### WHAT THE TASK ASKS
Every entry must be printed again exactly, with nothing left out.

>>>>>

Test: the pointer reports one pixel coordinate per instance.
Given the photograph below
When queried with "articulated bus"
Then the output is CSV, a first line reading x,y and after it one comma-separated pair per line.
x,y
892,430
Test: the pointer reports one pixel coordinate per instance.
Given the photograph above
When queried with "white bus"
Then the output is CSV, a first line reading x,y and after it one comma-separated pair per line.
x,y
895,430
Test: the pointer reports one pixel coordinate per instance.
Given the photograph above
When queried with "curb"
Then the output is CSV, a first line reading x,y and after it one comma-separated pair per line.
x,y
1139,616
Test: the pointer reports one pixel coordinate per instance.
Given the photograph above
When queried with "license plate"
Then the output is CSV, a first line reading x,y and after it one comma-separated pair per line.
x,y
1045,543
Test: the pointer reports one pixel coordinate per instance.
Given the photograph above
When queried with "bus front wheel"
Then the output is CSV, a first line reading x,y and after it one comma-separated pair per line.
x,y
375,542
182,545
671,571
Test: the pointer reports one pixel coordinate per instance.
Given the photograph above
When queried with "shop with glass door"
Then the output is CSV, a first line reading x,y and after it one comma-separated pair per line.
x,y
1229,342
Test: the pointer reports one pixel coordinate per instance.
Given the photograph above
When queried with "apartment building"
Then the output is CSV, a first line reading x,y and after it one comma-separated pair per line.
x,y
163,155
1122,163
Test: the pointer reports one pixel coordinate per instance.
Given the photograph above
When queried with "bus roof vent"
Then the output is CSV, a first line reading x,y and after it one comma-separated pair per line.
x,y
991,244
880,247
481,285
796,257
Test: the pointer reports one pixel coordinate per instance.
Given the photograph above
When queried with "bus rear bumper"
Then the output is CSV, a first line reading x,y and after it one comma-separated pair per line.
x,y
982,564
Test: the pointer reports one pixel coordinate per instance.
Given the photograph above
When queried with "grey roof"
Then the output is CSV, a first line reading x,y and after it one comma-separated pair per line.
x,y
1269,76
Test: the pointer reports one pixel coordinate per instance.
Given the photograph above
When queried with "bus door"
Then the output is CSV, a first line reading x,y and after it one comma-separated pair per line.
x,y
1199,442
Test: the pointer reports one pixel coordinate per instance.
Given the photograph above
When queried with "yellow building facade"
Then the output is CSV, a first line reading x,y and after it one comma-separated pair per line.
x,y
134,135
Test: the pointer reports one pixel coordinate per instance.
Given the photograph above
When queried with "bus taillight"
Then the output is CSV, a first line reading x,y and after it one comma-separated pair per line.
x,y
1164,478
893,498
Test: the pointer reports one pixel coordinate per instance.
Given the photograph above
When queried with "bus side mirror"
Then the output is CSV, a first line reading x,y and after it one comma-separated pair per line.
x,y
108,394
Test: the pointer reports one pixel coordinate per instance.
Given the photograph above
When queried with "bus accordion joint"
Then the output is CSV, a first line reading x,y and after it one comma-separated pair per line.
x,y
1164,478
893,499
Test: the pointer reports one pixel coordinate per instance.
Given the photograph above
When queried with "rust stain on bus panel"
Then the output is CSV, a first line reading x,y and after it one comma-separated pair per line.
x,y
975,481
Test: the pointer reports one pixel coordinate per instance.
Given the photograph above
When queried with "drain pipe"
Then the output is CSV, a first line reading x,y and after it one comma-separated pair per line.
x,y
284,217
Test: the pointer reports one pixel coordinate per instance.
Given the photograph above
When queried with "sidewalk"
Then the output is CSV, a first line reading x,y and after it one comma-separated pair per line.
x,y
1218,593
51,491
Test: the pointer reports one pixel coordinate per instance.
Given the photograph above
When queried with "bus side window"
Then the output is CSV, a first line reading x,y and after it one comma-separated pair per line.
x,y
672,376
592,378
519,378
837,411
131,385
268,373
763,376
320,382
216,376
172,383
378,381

<<<<<

### ANSWER AREA
Test: the pointer reports one pixel coordinate per instance.
Given the photograph below
When queried with "articulated bus"
Then the output is CSV, a first line reading x,y and after it one comma-separated pair per line.
x,y
892,430
Test: the pointer reports one pixel coordinate per instance.
Given the photograph above
When queried with "white bus"
Then the output is CSV, a first line reading x,y and after it one comma-separated pair per line.
x,y
895,430
Test: the pointer reports one pixel coordinate per instance.
Given the photograph above
When queried with "curb"
Then the output is CSV, a first line reading x,y and after it one comma-separated pair per line.
x,y
1139,616
Test: the pointer reports one pixel coordinate per instance.
Given the photograph above
When queried with "license plate"
Then the output is CSV, a first line reading x,y and after it one comma-separated pair per line.
x,y
1045,543
Test: the pointer reports one pixel coordinate per instance.
Given the photograph above
When queried with "bus front wheel"
Then the output is CSV, a first line reading x,y and after it one comma-separated pair per line.
x,y
375,542
182,545
671,571
Test: the pointer reports one pixel coordinate per instance.
Given the photograph above
When queried with "shop with glass door"
Then the output is CSV, a first line reading x,y and after it one comma-separated pair per line.
x,y
1229,342
Test: the pointer reports one pixel coordinate per instance.
Given the photograph above
When queried with "apartment building"
Then the output is CSV, a first line reading x,y and after it one comma-separated pair per line.
x,y
163,155
1122,163
Test: the pointer reports one pixel coordinate per instance.
Given the photograph above
When queried with "bus roof vent"
Then the output is CSV, a first line reading x,y and after it one comma-separated pair per line.
x,y
991,244
880,247
481,285
796,257
Test: the pointer reports one pixel coordinate per instance.
Given the photograph above
When queried with "bus rear bumper"
Then the output is CSV, a first line reading x,y and after it one comma-separated pair per line.
x,y
982,564
Test: the pointer reports one pixel coordinate per instance.
Given the photograph above
When queried with "grey roof"
Then the output is CSV, a first line reading x,y and after it one comma-separated pair per line.
x,y
1269,76
Test: the pointer reports one pixel coordinate per instance.
Given the photograph above
When queried with "bus door"
Then the output is CSV, a first line reading x,y and after it one comma-separated pair per line.
x,y
1199,442
Test: the pointer reports one pixel coordinate per instance.
Given the photograph above
When queried with "yellow building facade"
Then the output is CSV, a first line reading x,y and after it one comma-separated pair per line.
x,y
134,135
Test: the pointer reports one pixel coordinate per instance.
Given the photograph above
When queried with "bus taillight"
Then the output is CSV, a first line reading x,y and after it one comma-separated pair per line.
x,y
1164,478
893,498
Test: the pointer reports one pixel coordinate per instance.
Given the photograph above
When queried with "bus side mirror"
Then the output is CSV, a first line reading x,y and after it one comma-separated pair per line.
x,y
108,394
Test: the pointer reports one pixel coordinate per instance.
Given the photograph above
When queried with "bus accordion joint"
Then the output is CSV, a first line reading x,y and after it one comma-separated pair per line.
x,y
1164,478
893,499
Test: the pointer reports one pixel coordinate per instance.
Given the photograph above
When queried with "rust stain on bus panel"
Then the output is CSV, a first line reading x,y and after it one comma-separated pair per line.
x,y
975,481
Test: the pointer reports one pixel coordinate per instance.
Given the photograph above
When queried with "drain pipe"
Then the output is CSV, a first line reading x,y and after it one comma-separated pair per line.
x,y
284,217
Test: the pointer reports one pixel coordinate per instance.
Given the photograph above
When queried with "sidewalk"
Then the output is CSV, a first line reading x,y and after it one comma-separated pair per line.
x,y
1218,593
51,491
Test: the pointer reports one pixel coordinate per instance.
Given the photograph above
When queried with "bus side window"
Then the output is CSV, a first line reading x,y and after it one comma-separated pair per line.
x,y
672,376
592,378
519,378
837,411
131,385
268,373
763,376
320,382
216,376
172,383
378,381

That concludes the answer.